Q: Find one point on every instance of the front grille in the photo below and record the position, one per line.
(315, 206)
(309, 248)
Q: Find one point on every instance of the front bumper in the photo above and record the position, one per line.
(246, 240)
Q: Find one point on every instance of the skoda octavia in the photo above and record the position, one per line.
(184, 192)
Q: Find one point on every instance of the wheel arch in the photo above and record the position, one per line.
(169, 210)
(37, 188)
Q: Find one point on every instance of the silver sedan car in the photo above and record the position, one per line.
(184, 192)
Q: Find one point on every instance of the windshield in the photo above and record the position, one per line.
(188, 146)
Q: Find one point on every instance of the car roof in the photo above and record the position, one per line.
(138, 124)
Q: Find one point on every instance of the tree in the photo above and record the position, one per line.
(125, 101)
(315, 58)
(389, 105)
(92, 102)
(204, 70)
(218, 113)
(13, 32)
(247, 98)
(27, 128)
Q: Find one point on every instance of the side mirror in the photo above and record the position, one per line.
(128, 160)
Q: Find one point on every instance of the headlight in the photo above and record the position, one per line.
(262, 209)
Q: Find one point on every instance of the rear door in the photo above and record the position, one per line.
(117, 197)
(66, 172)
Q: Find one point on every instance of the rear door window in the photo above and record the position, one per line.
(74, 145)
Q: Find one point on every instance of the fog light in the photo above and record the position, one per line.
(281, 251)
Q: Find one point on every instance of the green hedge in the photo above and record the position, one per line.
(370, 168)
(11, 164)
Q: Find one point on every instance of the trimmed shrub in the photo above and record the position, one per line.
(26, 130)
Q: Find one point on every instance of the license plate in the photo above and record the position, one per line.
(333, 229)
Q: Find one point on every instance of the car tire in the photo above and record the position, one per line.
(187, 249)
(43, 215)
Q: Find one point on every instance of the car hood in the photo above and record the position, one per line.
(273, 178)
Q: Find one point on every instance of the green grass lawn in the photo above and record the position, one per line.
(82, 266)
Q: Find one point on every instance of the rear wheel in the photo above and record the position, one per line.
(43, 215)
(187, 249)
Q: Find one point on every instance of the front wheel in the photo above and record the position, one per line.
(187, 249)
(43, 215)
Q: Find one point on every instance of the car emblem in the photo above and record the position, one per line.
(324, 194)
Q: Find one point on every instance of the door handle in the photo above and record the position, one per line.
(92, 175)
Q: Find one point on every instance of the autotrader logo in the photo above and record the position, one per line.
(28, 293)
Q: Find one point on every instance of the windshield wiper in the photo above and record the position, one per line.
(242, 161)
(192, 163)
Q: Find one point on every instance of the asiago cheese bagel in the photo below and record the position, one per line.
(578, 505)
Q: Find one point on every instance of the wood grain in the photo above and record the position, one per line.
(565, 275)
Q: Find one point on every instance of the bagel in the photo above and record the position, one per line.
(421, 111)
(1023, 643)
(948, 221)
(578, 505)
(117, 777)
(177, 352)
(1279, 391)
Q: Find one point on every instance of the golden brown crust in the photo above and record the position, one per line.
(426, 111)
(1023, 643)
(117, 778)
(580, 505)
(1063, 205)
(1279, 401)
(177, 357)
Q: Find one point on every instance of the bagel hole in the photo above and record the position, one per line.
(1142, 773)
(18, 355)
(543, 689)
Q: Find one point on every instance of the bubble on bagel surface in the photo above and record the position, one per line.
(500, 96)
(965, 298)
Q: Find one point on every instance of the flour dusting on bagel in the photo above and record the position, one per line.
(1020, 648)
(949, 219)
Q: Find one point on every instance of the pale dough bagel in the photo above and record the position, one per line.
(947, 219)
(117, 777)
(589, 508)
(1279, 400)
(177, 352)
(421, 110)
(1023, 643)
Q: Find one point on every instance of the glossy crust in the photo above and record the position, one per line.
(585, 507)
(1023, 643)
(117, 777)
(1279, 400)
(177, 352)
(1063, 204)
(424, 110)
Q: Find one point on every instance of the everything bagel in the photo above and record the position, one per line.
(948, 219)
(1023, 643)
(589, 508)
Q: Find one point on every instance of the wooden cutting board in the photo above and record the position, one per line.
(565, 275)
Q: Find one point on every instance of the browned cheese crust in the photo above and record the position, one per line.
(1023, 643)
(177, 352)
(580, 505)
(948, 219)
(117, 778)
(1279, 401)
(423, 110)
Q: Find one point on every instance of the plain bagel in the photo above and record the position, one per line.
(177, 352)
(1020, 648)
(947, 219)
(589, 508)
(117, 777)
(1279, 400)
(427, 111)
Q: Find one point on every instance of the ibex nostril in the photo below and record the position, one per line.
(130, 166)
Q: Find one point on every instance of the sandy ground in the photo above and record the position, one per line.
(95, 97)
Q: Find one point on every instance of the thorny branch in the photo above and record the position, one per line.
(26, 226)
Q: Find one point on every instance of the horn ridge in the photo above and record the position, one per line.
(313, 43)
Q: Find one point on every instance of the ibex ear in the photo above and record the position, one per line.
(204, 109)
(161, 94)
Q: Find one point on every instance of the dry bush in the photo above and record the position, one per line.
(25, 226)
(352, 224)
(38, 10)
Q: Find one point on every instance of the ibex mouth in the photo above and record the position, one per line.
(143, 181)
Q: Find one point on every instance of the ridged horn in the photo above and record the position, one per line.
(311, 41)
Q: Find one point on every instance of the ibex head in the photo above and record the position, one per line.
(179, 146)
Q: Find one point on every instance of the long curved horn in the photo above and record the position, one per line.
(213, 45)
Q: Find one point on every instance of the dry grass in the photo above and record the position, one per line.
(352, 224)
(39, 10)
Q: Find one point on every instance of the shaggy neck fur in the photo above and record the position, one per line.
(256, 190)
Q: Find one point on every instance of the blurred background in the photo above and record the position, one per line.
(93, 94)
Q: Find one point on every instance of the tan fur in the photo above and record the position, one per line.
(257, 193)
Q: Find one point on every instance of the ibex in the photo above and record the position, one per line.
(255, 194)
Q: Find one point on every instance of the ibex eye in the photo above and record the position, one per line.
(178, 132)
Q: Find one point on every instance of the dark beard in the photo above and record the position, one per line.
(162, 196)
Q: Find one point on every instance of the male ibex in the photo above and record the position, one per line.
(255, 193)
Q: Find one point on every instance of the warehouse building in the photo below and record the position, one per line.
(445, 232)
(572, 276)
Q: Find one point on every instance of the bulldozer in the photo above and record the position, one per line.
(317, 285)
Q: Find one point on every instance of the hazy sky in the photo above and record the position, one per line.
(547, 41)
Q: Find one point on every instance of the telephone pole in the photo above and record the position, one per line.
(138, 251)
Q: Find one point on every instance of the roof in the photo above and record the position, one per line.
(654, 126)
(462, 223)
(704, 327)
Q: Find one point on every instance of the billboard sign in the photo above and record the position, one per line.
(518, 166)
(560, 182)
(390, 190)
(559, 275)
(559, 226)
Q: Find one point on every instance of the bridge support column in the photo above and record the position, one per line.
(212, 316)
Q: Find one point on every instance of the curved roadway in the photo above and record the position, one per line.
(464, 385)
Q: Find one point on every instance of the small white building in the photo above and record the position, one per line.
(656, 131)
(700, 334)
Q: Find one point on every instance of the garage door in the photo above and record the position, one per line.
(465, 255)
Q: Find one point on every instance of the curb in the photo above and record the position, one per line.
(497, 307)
+--
| STATED EXERCISE |
Express every line above as a JSON list of strings, one string per line, with blank lines omitted.

| EXERCISE RESULT |
[
  "Q: Find one point on every instance of the front grille in the photo below and record the position, one per line.",
  "(315, 206)",
  "(309, 248)",
  "Q: Find one point on every instance of the front bumper in the photo above and record the position, one per line.",
  "(246, 240)",
  "Q: Find one point on every instance of the skoda octavia in the photo above and record the position, one per line.",
  "(184, 192)",
  "Q: Find one point on every instance of the wheel arch in the photo above and record the position, one per line.",
  "(169, 210)",
  "(37, 188)",
  "Q: Find one point on every instance of the silver sedan car in the photo above and record the position, one per line.",
  "(184, 192)",
  "Q: Find one point on every instance of the windshield in the photo above and record the position, one per line.",
  "(188, 146)",
  "Q: Find one point on every instance of the car roof in the photo above and record the position, one per line.",
  "(138, 124)",
  "Q: Find one point on every instance of the tree in the photo above and record the position, one per line.",
  "(125, 101)",
  "(315, 58)",
  "(389, 105)",
  "(92, 102)",
  "(204, 70)",
  "(218, 113)",
  "(13, 32)",
  "(247, 98)",
  "(27, 128)",
  "Q: Find one point on every instance of the side mirror in the photo above and record the position, one per line.",
  "(128, 160)",
  "Q: Find one point on every instance of the headlight in the photo above and record the position, one per line.",
  "(262, 209)",
  "Q: Find one point on every instance of the rear door in the photo above and record the position, one per line.",
  "(117, 197)",
  "(66, 172)",
  "Q: Find one point on every instance of the rear door window in the photo above and record the position, one per line.",
  "(74, 145)",
  "Q: Find one point on every instance of the fog light in the photo above and record the position, one per line.",
  "(281, 251)",
  "Q: Find one point on every instance of the green hedge in the photo above and record the position, one per line.",
  "(370, 168)",
  "(11, 164)",
  "Q: Find one point on every instance of the trimmed shrub in the photo above and record the position, one per line.",
  "(26, 130)",
  "Q: Find one point on every instance of the license plate in the photo above and record the position, one per line.",
  "(333, 229)",
  "Q: Find one point on every instance of the car tire in the photo above and record the position, one per line.",
  "(187, 249)",
  "(43, 215)",
  "Q: Find one point on every instance of the car hood in the photo above and record the position, one per line.",
  "(273, 178)",
  "Q: Find one point on every instance of the green grass lawn in the photo above and record the position, one per line.",
  "(82, 266)",
  "Q: Find one point on every instance of the rear wheel in the photo above and record the position, one per line.",
  "(43, 215)",
  "(187, 249)",
  "Q: Find one point on every instance of the front wheel in the photo above and record the position, one per line.",
  "(187, 249)",
  "(43, 215)",
  "Q: Find one point on every instance of the car emblem in the photo above and record the position, one per line.",
  "(324, 194)",
  "Q: Find one point on every instance of the door handle in the photo above and record the position, one per line.",
  "(92, 175)",
  "Q: Find one point on every instance of the autotrader logo in the photo above and record the position, one per line.",
  "(28, 293)",
  "Q: Find one point on every instance of the windshield wiper in the photo above and record the position, one per line.",
  "(242, 161)",
  "(192, 163)",
  "Q: Find one point on every instance of the asiago cheese bagel in the photo below and record the position, one per line.",
  "(578, 505)",
  "Q: Find one point on every instance of the wood grain in the photo above and record the position, one per line.",
  "(565, 275)",
  "Q: Find one point on every instance of the bagel in the photo above and record the position, one per line.",
  "(421, 111)",
  "(1023, 643)",
  "(948, 221)",
  "(578, 505)",
  "(117, 777)",
  "(177, 352)",
  "(1279, 391)",
  "Q: Find one point on every instance of the golden brown crust in the photo above and record the position, one per line.",
  "(426, 111)",
  "(1023, 643)",
  "(117, 778)",
  "(580, 505)",
  "(1063, 205)",
  "(1279, 401)",
  "(177, 357)",
  "Q: Find one point on every instance of the bagel hole in the photo above and record the position, one per line.",
  "(1142, 773)",
  "(18, 355)",
  "(543, 689)",
  "Q: Find one point on every instance of the bubble on bagel surface in the photo above and record the position, one per line.",
  "(500, 96)",
  "(965, 298)",
  "Q: Find one point on every instance of the flour dusting on bagel in the photo above and record the position, one per line.",
  "(1020, 648)",
  "(949, 219)",
  "Q: Find one point on every instance of the pale dough bagel in the photo above and record the position, one per line.",
  "(947, 219)",
  "(117, 777)",
  "(589, 508)",
  "(1279, 400)",
  "(177, 352)",
  "(421, 110)",
  "(1023, 643)",
  "Q: Find one point on every instance of the glossy crust in the photo above and record the position, one per line.",
  "(585, 507)",
  "(1023, 643)",
  "(117, 777)",
  "(1279, 400)",
  "(177, 352)",
  "(1063, 204)",
  "(424, 110)",
  "Q: Find one point on every instance of the everything bagel in the photo above and record the position, one per line.",
  "(948, 219)",
  "(1023, 643)",
  "(589, 508)",
  "Q: Find one point on every instance of the wooden cutting board in the photo above and record the position, one per line.",
  "(565, 275)",
  "Q: Find one point on every instance of the browned cheese crust in the photo above and record the position, one per line.",
  "(1023, 643)",
  "(177, 352)",
  "(580, 505)",
  "(948, 219)",
  "(117, 778)",
  "(1279, 401)",
  "(423, 110)",
  "Q: Find one point on every instance of the plain bagel in the photo above and record the position, one per line.",
  "(177, 352)",
  "(1020, 648)",
  "(947, 219)",
  "(589, 508)",
  "(117, 777)",
  "(1279, 400)",
  "(427, 111)",
  "Q: Find one point on every instance of the ibex nostril in the photo below and record the position, one per line.",
  "(130, 166)",
  "Q: Find one point on every instance of the sandy ground in the photo above and record the position, one per line.",
  "(95, 97)",
  "Q: Find one point on every instance of the thorny branch in the photo above and record the position, one per line.",
  "(26, 226)",
  "Q: Find one point on every instance of the horn ridge in the photo above and record the position, one per line.",
  "(313, 43)",
  "Q: Find one point on every instance of the ibex ear in the photo above and record the position, one per line.",
  "(204, 109)",
  "(161, 94)",
  "Q: Find one point on every instance of the dry bush in the photo above and record the position, one per line.",
  "(25, 226)",
  "(352, 224)",
  "(38, 10)",
  "Q: Find one point on every instance of the ibex mouth in the photo above and record the position, one per line.",
  "(143, 181)",
  "Q: Find one point on every instance of the ridged horn in the photo above and record the position, one per line.",
  "(311, 41)",
  "Q: Find one point on every instance of the ibex head in the photo above and record the position, one per line.",
  "(179, 146)",
  "Q: Find one point on every instance of the long curved horn in the photo above and record the position, one per line.",
  "(213, 45)",
  "Q: Find one point on every instance of the dry grass in the photo above and record the position, one per line.",
  "(352, 224)",
  "(39, 10)",
  "Q: Find one point on every instance of the shaggy neck fur in the photo above and record the position, one per line.",
  "(256, 190)",
  "Q: Find one point on every instance of the blurred background in the photo above and record the position, one per line.",
  "(93, 94)",
  "Q: Find one point on every instance of the tan fur in the photo above and record the position, one per line.",
  "(257, 193)",
  "Q: Find one point on every instance of the ibex in the photo above and record the position, one per line.",
  "(255, 194)",
  "Q: Find one point on every instance of the ibex eye in the photo above and record the position, one per line.",
  "(178, 132)",
  "Q: Find one point on every instance of the dark beard in the photo above and record the position, one per line.",
  "(162, 196)",
  "Q: Find one point on every instance of the male ibex in the photo above and record the position, one per line.",
  "(255, 193)",
  "Q: Find one point on every instance of the warehouse building in the photo below and record the position, one per line.",
  "(445, 232)",
  "(572, 276)",
  "Q: Find one point on every instance of the bulldozer in the photo above and record the position, one per line.",
  "(317, 285)",
  "Q: Find one point on every instance of the hazy sky in the photo above and record the position, one per line.",
  "(547, 41)",
  "Q: Find one point on every instance of the telephone pole in the photo above and record the position, one per line.",
  "(138, 251)",
  "Q: Find one point on every instance of the roof in the photo above and record the position, one per line.",
  "(654, 126)",
  "(462, 223)",
  "(704, 327)",
  "Q: Find one point on every instance of the billboard sign in the photo above and record the position, one per line.",
  "(518, 166)",
  "(560, 182)",
  "(390, 190)",
  "(559, 275)",
  "(559, 226)",
  "Q: Find one point on every instance of the bridge support column in the photo above and record the position, one per line.",
  "(212, 316)",
  "Q: Find one point on every instance of the curved roadway in the photo above and record the position, one per line.",
  "(464, 385)",
  "Q: Find one point on every instance of the small white building in the photo above and record the position, one per line.",
  "(656, 131)",
  "(700, 334)",
  "Q: Find one point on every instance of the garage door in the photo above and record the position, one per line.",
  "(465, 255)",
  "Q: Find one point on every instance of the curb in the photo above and record the position, one per line.",
  "(497, 307)"
]